--- Given passage Enclosed Below ---

Epigenetic aberrations are a key driver of cancer pathogenesis. Long intergenic noncoding RNAs (lincRNAs) have emerged as a pervasive and important class of regulators that serve as the interface between DNA and chromatin modification machinery. The lincRNA HOTAIR is overexpressed in approximately a third of human breast carcinomas and is a powerful predictor of eventual metastasis and death. HOTAIR reprograms the breast cancer chromatin state to alter the positional identity of the cancer cells, enabling invasion and metastatic spread to distant organs. The long term goal of this project is to understand the mechanistic basis of lincRNA action in human cancers. First, using HOTAIR as a model system, we will address the structure-function relationship of a lincRNA and its oncogenic activities. Second, we will examine how HOTAIR targets specific genomic loci to relocalize Polycomb proteins. Third, we will determine whether HOTAIR may serve as a therapeutic target by testing its ongoing requirement during cancer progression. These experiments will provide key insights into how long noncoding RNAs may instigate cancer progression, and should pave the way for new cancer diagnostics and treatments in the future. !

--- End of Enclosed Given passage ---

● Check your understanding
1) Summarize the HOTAIR research summary in two sentences.
2) Supply the next part of the HOTAIR research summary, picking up after its final sentence.
These records are not needed.

--- Data section Enclosed Below ---

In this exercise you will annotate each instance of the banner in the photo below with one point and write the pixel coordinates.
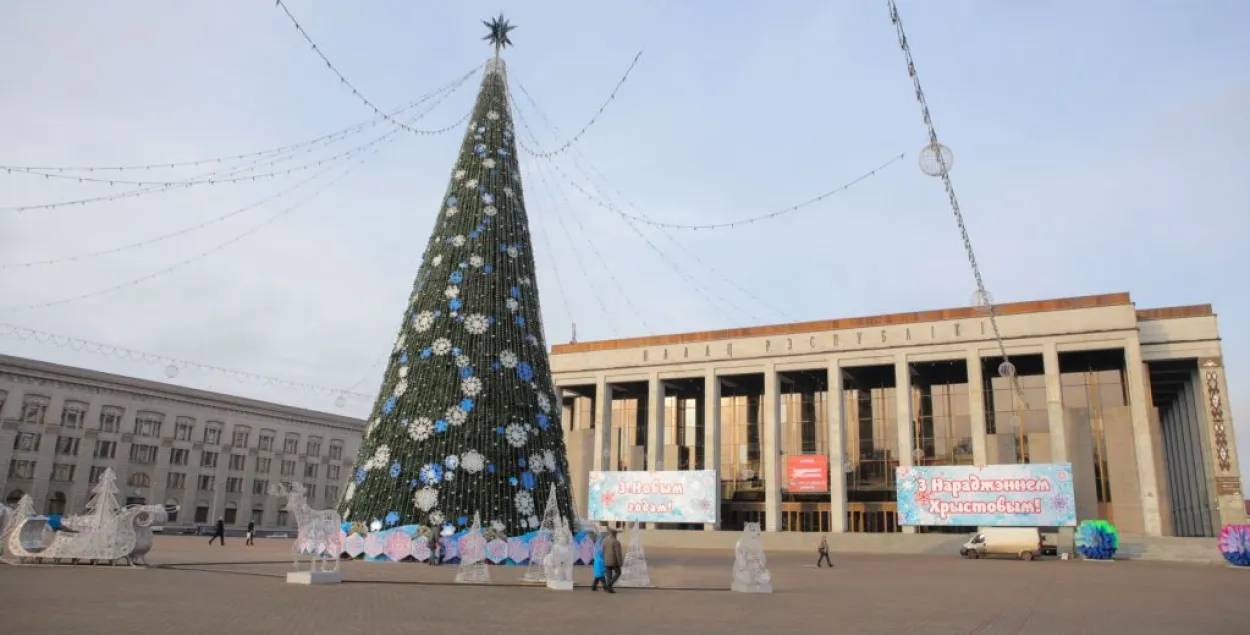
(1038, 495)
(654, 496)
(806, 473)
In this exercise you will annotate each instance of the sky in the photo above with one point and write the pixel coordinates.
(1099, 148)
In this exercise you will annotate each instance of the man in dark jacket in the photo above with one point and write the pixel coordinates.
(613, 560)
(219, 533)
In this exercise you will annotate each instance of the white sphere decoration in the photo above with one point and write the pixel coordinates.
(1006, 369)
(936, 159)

--- End of Enclosed Data section ---
--- Data section Enclosed Below ---

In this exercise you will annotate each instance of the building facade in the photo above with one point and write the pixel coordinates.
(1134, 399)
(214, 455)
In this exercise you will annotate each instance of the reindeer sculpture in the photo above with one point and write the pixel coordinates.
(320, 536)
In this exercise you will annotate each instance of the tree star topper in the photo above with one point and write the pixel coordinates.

--- End of Enclosed Data section ---
--- Data section Enclosed Below ---

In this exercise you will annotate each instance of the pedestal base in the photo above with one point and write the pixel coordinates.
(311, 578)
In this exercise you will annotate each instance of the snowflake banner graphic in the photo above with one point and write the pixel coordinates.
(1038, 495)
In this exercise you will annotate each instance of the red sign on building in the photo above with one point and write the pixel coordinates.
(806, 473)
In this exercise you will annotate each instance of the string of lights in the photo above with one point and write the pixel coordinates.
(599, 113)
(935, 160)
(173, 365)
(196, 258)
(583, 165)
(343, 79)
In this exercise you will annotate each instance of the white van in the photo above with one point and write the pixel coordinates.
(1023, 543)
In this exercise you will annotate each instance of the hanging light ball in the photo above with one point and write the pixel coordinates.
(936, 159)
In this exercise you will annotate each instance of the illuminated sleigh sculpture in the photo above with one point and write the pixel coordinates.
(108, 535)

--- End of Enclosed Data section ---

● Activity answers
1) The lincRNA HOTAIR is overexpressed in about a third of human breast carcinomas, strongly predicts metastasis and death, and reprograms the cancer chromatin state so that cells can invade and spread to distant organs. Using HOTAIR as a model, the project will study how a lincRNA's structure relates to its oncogenic activities, how HOTAIR targets specific genomic loci to relocalize Polycomb proteins, and whether it could serve as a therapeutic target.

2)
Public Health Relevance

Breast cancer is the second most common cause of cancer death for women in the United States. These deaths are most often caused by the spread of breast cancer to other sites of the body. A new type of genes, termed long intergenic noncoding RNA (lincRNA) has been found to be important to promote breast cancer progression by increasing metastasis. Research into how lincRNAs change gene activities in breast cancer will help to improve the risk assessment of breast cancer patients and identify targets for cancer therapy.

Agency
National Institute of Health (NIH)
Institute
National Cancer Institute (NCI)
Type
Research Project (R01)
Project #
5R01CA118750-08
Application #
8676685
Study Section
Tumor Progression and Metastasis Study Section (TPM)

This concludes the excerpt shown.